◆ **SOURCE PASSAGE**:
========================

Environment and callback token values are absent from estimates and are
resolved only after approval.

## Estimate And Approval

The executor calls `POST /v1/mcp/jobs/estimate`, stores a sanitized structured
response in `jungle_grid_estimate`, and posts a short summary. It respects
`screening.can_submit`, availability, warnings, fixes, blocked checks, routing,
cost/rate ranges, duration, queue/start windows, and capacity fields returned by
the API.

`screening.can_submit: true` does not prove immediate capacity.
`capacity_status.immediate_capacity_confirmed` is the relevant signal. Approval
is blocked when screening or availability explicitly rejects submission.

## Monitoring

After approval the executor:

- polls `GET /v1/mcp/jobs/{job_id}` for status, execution phase, status message,
phase timing, delayed-start, scheduling, retry, failure, and completion data;
- polls `GET /v1/jobs/{job_id}/events` separately for platform lifecycle events;
- polls paginated `GET /v1/mcp/jobs/{job_id}/logs`;
- reads `GET /v1/jobs/{job_id}/runtime` at finalization;
- lists managed artifacts after terminal status.

Lifecycle names are not restricted to a local enum. Event IDs and log cursors
prevent duplicates. Messages are posted only for meaningful state changes.
Empty workload logs during scheduling, provisioning, input preparation, or
container startup do not fail the project. This is polling, not true streaming.

Shared event and log history is bounded to 200 entries each. API keys, Bearer
tokens, resolved environment values, authorization fields, and signed URLs are
redacted.

========================

◆ **GOAL**: Reproduce the part of the passage on job estimates and monitoring from "Empty workload logs" to "not true streaming." word for word.

========================

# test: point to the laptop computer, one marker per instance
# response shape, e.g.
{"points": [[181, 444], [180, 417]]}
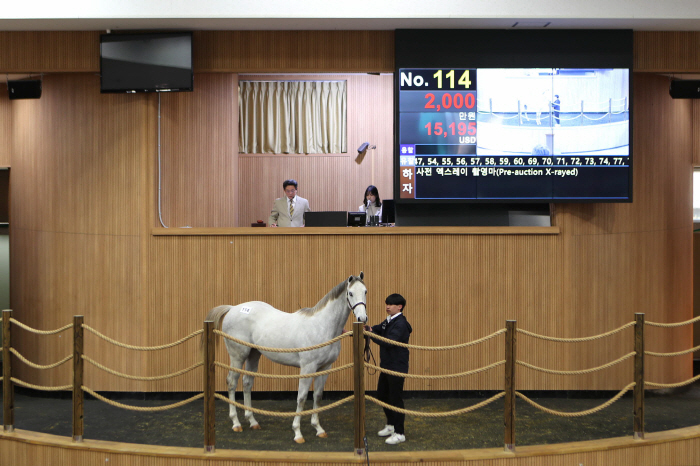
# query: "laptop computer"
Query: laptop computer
{"points": [[326, 219], [388, 212], [357, 219]]}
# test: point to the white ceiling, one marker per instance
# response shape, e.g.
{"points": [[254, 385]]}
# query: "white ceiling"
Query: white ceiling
{"points": [[77, 15]]}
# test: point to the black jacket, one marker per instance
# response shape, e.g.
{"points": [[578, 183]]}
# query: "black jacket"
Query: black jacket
{"points": [[394, 358]]}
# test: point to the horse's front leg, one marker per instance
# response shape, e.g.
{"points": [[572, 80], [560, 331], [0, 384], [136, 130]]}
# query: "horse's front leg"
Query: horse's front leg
{"points": [[252, 366], [304, 385], [319, 383]]}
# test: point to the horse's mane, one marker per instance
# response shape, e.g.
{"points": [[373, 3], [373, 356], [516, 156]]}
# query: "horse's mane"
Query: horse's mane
{"points": [[335, 293]]}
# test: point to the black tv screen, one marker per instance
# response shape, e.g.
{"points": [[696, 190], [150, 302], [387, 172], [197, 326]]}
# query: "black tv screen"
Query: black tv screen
{"points": [[513, 116], [154, 62]]}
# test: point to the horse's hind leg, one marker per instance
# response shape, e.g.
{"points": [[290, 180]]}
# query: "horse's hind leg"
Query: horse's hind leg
{"points": [[252, 366], [319, 383], [232, 380]]}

========================

◆ **FINAL ANSWER**:
Empty workload logs during scheduling, provisioning, input preparation, or
container startup do not fail the project. This is polling, not true streaming.